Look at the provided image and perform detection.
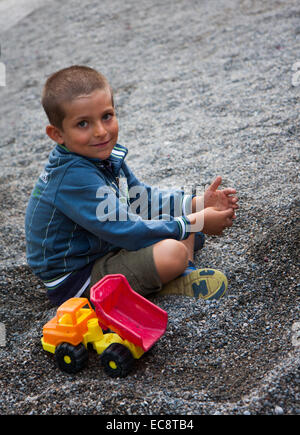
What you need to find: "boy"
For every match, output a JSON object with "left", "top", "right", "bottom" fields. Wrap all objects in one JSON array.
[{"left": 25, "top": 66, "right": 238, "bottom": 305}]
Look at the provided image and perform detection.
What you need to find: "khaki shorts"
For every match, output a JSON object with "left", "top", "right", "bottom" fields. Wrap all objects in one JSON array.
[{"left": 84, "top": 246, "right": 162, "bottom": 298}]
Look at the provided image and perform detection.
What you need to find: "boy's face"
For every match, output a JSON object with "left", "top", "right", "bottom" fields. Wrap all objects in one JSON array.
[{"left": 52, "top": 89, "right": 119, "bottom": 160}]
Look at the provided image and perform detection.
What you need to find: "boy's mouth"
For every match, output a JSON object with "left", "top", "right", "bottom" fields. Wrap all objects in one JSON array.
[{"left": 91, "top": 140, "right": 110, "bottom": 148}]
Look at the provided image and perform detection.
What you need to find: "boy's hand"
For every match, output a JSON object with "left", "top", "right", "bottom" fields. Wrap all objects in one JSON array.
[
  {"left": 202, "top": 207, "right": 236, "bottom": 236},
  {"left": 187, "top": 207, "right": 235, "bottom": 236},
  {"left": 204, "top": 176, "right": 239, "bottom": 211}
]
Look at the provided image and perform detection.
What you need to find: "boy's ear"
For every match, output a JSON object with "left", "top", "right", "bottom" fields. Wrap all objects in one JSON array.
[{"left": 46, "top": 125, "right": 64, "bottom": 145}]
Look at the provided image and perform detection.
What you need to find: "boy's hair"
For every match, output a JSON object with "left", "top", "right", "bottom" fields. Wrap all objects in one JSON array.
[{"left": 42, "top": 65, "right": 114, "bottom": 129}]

> **Request**:
Which lines in the listing above contain the string "need"? Pick out and copy each one, treating uppercase and lowercase letters as distinct.

> **Worked solution**:
What you need to find: "boy"
What you need to find: "khaki shorts"
What you need to find: "boy's face"
What you need to find: "boy's mouth"
What you need to find: "boy's hand"
What you need to find: "boy's ear"
What you need to find: "boy's hair"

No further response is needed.